#### INPUT FOR THIS TASK:
=-=-=

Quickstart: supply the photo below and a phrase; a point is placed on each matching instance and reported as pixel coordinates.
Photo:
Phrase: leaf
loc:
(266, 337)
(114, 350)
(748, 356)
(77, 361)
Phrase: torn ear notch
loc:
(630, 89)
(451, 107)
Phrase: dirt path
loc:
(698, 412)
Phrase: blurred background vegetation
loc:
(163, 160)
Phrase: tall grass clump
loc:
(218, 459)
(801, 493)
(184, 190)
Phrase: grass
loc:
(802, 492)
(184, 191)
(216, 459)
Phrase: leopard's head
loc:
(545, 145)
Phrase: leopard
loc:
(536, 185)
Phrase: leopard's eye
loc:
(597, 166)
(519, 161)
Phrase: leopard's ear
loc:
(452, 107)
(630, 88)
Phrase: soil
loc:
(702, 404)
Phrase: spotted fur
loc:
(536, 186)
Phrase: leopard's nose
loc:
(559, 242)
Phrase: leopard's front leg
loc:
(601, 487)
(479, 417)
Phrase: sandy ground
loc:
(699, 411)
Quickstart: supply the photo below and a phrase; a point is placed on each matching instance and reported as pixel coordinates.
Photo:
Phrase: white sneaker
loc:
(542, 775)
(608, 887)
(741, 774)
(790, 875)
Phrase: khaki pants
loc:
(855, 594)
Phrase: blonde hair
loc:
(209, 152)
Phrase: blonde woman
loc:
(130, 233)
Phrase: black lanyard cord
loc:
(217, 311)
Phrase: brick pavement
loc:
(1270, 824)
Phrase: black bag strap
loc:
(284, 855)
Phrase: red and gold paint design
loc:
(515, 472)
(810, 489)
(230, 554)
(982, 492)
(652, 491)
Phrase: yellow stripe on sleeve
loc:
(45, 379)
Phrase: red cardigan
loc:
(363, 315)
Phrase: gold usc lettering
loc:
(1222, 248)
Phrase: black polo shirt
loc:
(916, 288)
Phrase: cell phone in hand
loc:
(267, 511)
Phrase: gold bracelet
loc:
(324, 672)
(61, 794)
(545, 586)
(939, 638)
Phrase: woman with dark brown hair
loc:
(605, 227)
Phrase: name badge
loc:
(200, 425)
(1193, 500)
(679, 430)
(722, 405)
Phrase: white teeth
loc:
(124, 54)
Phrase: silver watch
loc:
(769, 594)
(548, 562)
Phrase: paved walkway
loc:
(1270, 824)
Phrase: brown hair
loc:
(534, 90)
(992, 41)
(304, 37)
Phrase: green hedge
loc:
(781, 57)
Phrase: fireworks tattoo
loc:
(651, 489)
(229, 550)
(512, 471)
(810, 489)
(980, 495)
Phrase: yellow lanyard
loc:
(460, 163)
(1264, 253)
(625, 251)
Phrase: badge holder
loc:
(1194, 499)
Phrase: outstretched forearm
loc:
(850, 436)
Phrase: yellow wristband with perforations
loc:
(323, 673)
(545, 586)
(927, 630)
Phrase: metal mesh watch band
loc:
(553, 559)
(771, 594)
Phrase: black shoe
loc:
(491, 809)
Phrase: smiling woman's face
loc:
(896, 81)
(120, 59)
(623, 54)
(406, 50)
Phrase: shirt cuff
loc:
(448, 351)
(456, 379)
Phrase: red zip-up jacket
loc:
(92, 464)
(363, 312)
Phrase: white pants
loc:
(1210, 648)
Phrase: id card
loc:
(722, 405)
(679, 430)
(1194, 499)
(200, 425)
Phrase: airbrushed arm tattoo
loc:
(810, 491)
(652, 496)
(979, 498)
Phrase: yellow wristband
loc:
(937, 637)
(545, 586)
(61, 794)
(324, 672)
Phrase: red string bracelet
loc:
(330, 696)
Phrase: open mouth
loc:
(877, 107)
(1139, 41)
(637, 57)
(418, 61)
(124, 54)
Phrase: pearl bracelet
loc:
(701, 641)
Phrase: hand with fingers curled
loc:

=-=-=

#### YOUR OBJECTIVE:
Copy out exactly the lines from the line with "Phrase: fireworks tattoo" to the end of the listing, including both of those lines, and give nothing else.

#### WRITTEN RESPONSE:
Phrase: fireworks tattoo
loc:
(651, 489)
(229, 550)
(512, 471)
(810, 489)
(980, 495)
Phrase: yellow lanyard
loc:
(460, 163)
(1264, 253)
(625, 251)
Phrase: badge holder
loc:
(1194, 499)
Phrase: outstretched forearm
loc:
(850, 436)
Phrase: yellow wristband with perforations
loc:
(323, 673)
(545, 586)
(927, 630)
Phrase: metal mesh watch band
loc:
(553, 559)
(771, 594)
Phrase: black shoe
loc:
(491, 809)
Phrase: smiling woman's face
loc:
(896, 81)
(120, 59)
(623, 54)
(406, 50)
Phrase: shirt cuff
loc:
(448, 351)
(456, 379)
Phrase: red zip-up jacket
loc:
(92, 464)
(363, 312)
Phrase: white pants
loc:
(1210, 648)
Phrase: id card
loc:
(722, 405)
(679, 430)
(1194, 499)
(200, 425)
Phrase: airbrushed arm tattoo
loc:
(810, 491)
(652, 496)
(979, 498)
Phrase: yellow wristband
loc:
(937, 637)
(545, 586)
(61, 794)
(324, 672)
Phrase: red string bracelet
loc:
(330, 696)
Phrase: open mouth
loc:
(877, 107)
(1139, 41)
(637, 57)
(418, 61)
(124, 54)
Phrase: pearl bracelet
loc:
(701, 641)
Phrase: hand with fingers curled
loc:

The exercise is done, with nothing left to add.